Problem to solve
The response should consist of the records, reproduced exactly.

# # # # #

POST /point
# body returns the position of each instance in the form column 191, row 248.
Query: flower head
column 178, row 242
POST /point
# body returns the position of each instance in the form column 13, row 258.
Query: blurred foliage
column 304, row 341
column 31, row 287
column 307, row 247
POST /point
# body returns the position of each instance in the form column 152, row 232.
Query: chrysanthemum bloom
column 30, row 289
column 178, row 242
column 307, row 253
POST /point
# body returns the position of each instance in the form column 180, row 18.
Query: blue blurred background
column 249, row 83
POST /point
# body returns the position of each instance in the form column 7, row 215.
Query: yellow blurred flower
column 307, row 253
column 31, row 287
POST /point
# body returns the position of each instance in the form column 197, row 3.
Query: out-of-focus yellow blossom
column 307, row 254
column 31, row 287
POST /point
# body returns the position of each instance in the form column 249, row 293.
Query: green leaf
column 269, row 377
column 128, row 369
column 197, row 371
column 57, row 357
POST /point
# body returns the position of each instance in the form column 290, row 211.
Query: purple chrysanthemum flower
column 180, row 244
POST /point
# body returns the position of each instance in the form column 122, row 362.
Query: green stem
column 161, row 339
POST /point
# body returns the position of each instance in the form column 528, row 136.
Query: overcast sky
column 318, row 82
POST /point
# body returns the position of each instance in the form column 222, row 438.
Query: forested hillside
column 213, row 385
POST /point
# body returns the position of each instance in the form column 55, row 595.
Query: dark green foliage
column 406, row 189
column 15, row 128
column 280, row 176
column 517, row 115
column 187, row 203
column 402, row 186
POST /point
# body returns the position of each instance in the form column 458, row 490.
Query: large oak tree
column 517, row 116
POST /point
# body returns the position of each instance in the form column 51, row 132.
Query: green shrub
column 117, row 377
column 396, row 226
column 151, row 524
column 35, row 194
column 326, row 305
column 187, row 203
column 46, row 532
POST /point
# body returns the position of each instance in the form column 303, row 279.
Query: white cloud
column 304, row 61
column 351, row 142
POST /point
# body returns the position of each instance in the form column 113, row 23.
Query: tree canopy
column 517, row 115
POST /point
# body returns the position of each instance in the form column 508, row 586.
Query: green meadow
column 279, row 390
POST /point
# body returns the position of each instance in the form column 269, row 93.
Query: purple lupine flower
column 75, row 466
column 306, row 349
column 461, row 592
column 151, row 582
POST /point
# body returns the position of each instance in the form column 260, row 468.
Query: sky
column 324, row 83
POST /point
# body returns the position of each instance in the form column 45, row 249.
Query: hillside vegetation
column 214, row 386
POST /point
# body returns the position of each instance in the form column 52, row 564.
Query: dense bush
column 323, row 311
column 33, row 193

# # # # #

Completed task
POST /point
# body returns the position of each instance in the form column 191, row 248.
Query: flower head
column 178, row 242
POST /point
# body returns the position of each instance in the form column 13, row 258.
Query: blurred foliage
column 304, row 341
column 31, row 287
column 307, row 247
POST /point
# body returns the position of each instance in the form column 152, row 232.
Query: chrysanthemum bloom
column 30, row 289
column 178, row 242
column 307, row 253
POST /point
# body returns the position of each instance in the form column 180, row 18.
Query: blue blurred background
column 249, row 83
POST /point
# body returns the position of each instance in the form column 7, row 215.
Query: yellow blurred flower
column 307, row 253
column 31, row 287
POST /point
# body returns the position of each instance in the form column 197, row 3.
Query: out-of-focus yellow blossom
column 307, row 254
column 31, row 287
POST /point
# body returns the position of each instance in the form column 249, row 293.
Query: green leaf
column 269, row 377
column 128, row 369
column 197, row 371
column 57, row 357
POST /point
# body returns the position of each instance in the form column 290, row 211.
Query: purple chrysanthemum flower
column 180, row 244
POST /point
# body returns the position of each instance in the form column 122, row 362.
Query: green stem
column 161, row 339
POST /point
# body returns the position of each instance in the form column 528, row 136.
Query: overcast sky
column 318, row 82
POST /point
# body returns the position of each instance in the form column 222, row 438.
Query: forested hillside
column 213, row 385
POST /point
# body returns the position of each instance in the form column 55, row 595.
Query: dark green foliage
column 406, row 189
column 15, row 128
column 280, row 176
column 517, row 115
column 187, row 203
column 402, row 186
POST /point
# body returns the position of each instance in the form column 458, row 490.
Query: large oak tree
column 517, row 116
POST /point
# body returns the position of each instance in the form column 51, row 132.
Query: green shrub
column 117, row 377
column 396, row 226
column 151, row 524
column 35, row 194
column 326, row 305
column 187, row 203
column 46, row 532
POST /point
# body returns the position of each instance in the form column 303, row 279.
Query: white cloud
column 304, row 61
column 351, row 142
POST /point
# body returns the position of each instance in the form column 113, row 23.
Query: tree canopy
column 517, row 115
POST /point
# body returns the position of each instance in the form column 508, row 586.
Query: green meadow
column 279, row 390
POST /point
# body returns the position of each instance in the form column 269, row 93.
Query: purple lupine flower
column 75, row 466
column 306, row 349
column 461, row 592
column 151, row 582
POST /point
# body returns the position of each instance in the form column 260, row 468.
Query: sky
column 324, row 83
POST /point
# body returns the position of each instance in the form column 45, row 249.
Query: hillside vegetation
column 214, row 386
POST /point
# body returns the position of each instance in the form column 52, row 564.
Query: dense bush
column 323, row 311
column 33, row 193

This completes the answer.